[Dataset rows]
<<<<

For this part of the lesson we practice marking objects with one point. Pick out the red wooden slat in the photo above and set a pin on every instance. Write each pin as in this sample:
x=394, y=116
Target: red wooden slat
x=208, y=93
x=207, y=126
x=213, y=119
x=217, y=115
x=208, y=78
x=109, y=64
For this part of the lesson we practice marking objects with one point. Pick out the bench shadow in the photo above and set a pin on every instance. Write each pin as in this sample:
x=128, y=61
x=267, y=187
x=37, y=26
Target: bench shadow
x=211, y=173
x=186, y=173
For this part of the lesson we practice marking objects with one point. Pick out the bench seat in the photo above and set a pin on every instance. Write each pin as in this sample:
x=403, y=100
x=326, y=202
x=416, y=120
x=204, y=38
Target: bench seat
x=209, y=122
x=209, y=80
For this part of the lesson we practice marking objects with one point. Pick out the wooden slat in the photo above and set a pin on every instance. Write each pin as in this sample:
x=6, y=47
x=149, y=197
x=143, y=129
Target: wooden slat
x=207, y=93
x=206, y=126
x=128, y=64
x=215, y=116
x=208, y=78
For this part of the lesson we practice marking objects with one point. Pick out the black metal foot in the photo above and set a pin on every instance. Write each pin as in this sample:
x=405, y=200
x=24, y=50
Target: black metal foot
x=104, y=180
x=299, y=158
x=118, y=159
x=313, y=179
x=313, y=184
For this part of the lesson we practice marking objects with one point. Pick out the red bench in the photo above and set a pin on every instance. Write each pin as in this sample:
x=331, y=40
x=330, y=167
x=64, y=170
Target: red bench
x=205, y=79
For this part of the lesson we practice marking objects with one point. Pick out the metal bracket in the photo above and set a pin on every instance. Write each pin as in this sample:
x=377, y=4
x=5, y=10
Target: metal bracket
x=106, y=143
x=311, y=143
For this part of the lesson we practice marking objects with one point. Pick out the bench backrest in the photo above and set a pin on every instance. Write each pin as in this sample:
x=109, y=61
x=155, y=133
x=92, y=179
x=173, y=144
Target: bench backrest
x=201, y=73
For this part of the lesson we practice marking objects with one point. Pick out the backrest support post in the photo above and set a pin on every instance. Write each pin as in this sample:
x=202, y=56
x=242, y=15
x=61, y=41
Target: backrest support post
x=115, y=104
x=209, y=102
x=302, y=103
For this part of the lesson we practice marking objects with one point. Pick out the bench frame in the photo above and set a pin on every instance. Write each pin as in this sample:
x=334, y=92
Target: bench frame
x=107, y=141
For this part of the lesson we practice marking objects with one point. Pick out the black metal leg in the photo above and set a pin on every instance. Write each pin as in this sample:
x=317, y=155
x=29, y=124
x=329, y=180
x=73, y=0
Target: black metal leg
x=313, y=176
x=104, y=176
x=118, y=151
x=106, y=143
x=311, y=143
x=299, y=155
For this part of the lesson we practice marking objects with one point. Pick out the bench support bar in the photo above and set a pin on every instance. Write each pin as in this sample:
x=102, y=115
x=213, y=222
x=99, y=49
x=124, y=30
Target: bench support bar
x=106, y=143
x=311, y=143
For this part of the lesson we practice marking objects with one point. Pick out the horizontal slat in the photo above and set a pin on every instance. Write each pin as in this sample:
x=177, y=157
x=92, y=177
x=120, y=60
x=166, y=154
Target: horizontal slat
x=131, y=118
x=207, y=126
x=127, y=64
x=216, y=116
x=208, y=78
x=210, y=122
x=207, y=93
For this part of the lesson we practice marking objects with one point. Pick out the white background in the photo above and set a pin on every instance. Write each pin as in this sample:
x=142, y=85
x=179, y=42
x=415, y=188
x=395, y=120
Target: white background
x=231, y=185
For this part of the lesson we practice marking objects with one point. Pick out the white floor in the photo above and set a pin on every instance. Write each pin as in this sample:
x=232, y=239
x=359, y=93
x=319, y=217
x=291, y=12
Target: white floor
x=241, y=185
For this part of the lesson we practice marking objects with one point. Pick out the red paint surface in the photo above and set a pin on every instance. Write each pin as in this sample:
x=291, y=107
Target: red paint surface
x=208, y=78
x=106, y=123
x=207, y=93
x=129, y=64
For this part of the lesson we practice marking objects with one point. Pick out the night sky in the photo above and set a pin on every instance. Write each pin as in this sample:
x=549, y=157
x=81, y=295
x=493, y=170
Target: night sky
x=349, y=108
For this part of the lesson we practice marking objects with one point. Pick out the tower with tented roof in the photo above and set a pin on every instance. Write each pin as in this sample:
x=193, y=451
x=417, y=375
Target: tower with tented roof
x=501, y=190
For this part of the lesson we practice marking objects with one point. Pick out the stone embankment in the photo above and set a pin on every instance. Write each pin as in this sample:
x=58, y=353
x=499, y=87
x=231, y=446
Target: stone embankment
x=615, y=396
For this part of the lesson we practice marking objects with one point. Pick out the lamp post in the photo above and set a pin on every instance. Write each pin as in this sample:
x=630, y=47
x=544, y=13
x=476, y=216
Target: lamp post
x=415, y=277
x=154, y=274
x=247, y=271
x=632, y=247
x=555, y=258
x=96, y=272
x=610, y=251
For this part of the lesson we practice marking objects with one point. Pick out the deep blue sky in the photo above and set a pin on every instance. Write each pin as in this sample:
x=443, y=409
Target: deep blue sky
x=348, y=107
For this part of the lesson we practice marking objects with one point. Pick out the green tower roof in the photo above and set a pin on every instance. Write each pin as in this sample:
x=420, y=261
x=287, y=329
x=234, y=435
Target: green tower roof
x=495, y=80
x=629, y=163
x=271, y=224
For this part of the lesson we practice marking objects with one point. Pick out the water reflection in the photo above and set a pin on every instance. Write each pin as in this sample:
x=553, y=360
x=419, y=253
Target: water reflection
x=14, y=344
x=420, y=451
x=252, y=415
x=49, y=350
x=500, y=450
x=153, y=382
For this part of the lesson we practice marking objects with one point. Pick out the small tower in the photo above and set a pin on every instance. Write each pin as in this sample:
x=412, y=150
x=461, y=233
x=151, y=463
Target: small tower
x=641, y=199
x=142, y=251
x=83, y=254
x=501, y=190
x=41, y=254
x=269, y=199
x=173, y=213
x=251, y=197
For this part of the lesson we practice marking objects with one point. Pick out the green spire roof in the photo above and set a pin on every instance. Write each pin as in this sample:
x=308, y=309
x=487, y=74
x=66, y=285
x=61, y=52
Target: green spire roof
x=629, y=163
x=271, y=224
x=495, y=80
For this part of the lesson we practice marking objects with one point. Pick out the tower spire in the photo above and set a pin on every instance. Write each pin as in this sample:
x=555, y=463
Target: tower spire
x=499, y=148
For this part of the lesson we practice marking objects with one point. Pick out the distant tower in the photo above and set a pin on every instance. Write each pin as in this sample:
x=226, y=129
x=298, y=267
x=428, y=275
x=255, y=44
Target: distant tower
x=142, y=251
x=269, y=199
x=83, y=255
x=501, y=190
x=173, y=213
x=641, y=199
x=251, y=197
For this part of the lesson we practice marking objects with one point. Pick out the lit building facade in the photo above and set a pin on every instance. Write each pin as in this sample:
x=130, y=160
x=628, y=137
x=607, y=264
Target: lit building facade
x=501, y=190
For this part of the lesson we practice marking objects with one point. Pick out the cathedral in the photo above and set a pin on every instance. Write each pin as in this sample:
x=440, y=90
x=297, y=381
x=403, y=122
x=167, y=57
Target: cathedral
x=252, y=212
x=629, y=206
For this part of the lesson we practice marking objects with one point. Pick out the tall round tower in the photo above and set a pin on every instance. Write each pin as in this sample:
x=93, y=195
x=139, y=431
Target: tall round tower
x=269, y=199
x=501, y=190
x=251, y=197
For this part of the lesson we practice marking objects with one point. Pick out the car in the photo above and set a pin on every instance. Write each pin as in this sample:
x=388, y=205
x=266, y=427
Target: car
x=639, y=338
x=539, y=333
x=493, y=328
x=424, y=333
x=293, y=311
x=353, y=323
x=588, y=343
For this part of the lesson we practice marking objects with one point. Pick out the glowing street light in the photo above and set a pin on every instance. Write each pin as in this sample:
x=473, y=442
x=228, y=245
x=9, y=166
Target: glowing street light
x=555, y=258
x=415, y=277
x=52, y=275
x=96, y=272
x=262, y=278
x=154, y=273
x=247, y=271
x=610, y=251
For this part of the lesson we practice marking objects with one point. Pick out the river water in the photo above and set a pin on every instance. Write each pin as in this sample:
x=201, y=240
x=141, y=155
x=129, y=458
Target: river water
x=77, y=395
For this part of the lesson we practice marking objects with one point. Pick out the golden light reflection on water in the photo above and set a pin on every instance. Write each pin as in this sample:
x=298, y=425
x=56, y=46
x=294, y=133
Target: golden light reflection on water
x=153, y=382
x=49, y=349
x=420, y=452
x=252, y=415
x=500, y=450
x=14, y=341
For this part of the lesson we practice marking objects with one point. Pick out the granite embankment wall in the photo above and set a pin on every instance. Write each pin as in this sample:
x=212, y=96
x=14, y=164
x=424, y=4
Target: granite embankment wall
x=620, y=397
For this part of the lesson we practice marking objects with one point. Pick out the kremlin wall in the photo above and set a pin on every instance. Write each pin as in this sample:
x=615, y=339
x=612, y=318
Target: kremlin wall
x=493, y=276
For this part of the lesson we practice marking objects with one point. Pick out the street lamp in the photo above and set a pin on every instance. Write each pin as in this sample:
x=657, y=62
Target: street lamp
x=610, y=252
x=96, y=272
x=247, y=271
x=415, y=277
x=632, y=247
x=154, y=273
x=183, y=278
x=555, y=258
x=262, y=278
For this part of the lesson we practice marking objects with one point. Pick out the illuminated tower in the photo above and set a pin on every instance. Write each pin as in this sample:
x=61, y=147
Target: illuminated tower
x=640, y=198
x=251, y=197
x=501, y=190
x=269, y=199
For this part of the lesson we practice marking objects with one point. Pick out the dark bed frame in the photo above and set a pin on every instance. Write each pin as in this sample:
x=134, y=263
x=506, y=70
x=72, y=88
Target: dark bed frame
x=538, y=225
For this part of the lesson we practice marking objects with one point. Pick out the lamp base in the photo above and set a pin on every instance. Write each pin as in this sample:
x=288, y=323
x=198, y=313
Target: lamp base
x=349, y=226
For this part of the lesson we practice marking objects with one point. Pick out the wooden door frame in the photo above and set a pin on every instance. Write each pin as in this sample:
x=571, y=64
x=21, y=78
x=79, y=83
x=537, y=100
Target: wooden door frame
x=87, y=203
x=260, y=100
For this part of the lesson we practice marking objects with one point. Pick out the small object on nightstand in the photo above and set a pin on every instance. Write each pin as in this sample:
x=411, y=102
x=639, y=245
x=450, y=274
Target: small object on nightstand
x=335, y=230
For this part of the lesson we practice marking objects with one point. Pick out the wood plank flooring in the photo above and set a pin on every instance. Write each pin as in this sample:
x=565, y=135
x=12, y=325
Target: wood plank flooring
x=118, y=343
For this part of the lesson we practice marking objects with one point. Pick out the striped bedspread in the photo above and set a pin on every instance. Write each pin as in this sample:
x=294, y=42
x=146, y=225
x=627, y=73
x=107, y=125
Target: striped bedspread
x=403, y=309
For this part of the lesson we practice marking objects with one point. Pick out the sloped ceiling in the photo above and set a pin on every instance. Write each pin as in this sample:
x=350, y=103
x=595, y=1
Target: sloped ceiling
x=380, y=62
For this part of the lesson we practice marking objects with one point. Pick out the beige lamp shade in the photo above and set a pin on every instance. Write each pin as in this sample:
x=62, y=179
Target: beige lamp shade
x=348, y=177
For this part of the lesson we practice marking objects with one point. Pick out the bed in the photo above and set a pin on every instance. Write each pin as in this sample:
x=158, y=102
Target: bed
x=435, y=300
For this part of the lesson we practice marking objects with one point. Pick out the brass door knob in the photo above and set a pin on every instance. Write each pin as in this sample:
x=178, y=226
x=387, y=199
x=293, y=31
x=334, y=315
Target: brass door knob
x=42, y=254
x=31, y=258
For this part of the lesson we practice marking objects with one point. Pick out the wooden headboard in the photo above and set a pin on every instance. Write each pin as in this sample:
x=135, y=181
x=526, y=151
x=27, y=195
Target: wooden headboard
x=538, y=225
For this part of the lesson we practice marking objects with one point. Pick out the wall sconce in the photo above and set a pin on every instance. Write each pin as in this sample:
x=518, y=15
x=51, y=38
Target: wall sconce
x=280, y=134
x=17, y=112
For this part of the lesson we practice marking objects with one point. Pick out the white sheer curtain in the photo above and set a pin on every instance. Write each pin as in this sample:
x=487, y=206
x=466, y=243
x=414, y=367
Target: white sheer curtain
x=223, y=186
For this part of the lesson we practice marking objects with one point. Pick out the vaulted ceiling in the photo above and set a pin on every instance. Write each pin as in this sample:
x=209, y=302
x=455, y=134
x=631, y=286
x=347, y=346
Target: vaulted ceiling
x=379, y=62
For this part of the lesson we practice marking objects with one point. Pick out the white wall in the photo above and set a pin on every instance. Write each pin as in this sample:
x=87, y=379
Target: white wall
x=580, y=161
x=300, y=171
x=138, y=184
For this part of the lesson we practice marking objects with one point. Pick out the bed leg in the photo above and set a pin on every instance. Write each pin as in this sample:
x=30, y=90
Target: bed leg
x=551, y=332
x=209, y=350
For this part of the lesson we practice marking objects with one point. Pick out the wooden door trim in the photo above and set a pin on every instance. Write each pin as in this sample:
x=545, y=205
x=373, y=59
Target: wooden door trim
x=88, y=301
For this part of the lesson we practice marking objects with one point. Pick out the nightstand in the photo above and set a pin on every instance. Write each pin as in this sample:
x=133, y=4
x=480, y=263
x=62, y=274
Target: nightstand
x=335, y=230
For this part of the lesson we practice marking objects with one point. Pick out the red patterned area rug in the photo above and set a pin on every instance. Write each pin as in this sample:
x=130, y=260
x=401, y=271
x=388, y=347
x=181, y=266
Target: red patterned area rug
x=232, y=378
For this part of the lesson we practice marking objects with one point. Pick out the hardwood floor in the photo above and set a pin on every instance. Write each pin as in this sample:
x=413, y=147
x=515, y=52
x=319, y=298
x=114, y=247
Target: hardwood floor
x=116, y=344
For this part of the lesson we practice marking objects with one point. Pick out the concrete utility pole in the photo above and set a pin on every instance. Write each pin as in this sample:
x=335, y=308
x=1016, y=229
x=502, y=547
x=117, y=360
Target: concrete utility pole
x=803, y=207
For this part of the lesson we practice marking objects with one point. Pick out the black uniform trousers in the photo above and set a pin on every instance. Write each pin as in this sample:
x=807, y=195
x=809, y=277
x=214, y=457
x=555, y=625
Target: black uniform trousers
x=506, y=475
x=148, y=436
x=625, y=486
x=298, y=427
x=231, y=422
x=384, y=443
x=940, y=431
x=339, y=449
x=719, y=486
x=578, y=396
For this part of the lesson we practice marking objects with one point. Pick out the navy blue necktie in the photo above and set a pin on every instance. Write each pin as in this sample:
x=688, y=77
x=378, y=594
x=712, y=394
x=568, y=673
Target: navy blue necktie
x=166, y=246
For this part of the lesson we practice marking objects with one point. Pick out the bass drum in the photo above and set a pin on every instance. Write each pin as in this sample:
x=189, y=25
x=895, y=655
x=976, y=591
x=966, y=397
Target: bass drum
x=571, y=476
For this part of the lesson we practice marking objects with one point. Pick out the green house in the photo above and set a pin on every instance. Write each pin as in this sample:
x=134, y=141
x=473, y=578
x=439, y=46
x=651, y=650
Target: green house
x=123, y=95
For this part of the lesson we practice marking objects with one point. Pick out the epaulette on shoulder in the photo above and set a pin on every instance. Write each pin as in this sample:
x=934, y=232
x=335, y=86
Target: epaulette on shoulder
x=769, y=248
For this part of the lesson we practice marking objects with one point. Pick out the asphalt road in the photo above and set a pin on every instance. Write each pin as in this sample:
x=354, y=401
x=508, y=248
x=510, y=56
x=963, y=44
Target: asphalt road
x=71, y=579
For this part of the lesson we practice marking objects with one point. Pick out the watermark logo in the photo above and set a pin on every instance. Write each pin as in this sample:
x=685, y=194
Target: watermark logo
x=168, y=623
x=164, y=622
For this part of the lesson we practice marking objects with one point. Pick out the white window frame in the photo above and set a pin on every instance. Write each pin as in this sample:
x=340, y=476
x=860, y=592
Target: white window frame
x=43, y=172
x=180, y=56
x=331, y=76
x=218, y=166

>>>>

• Task statement: Copy out everything from the line containing "the bench seat" down to the line containing "x=205, y=79" in the listing above, with both of those lines included. Keep every line unchanged.

• Output for this task:
For this part of the lesson we practice marking objects with one point. Pick out the bench seat in the photo above and set a pin on every instance. Write each pin as in this sample:
x=403, y=100
x=326, y=202
x=416, y=120
x=204, y=38
Target: bench seat
x=209, y=122
x=209, y=80
For this part of the lesson we practice marking objects with one point. Pick out the wooden slat in the photo above and set a pin on every instance. Write each pin as in this sample:
x=6, y=47
x=149, y=197
x=143, y=129
Target: wooden slat
x=207, y=93
x=206, y=126
x=128, y=64
x=215, y=116
x=208, y=78
For this part of the lesson we practice marking objects with one point. Pick out the black metal foot in the photo above and set a pin on every instance. Write each pin as in this sample:
x=405, y=200
x=24, y=50
Target: black metal foot
x=104, y=180
x=299, y=158
x=118, y=159
x=313, y=179
x=313, y=184
For this part of the lesson we practice marking objects with one point. Pick out the red bench in the photo above and set a pin on every instance. Write each pin as in this sample:
x=331, y=40
x=330, y=167
x=64, y=170
Target: red bench
x=205, y=79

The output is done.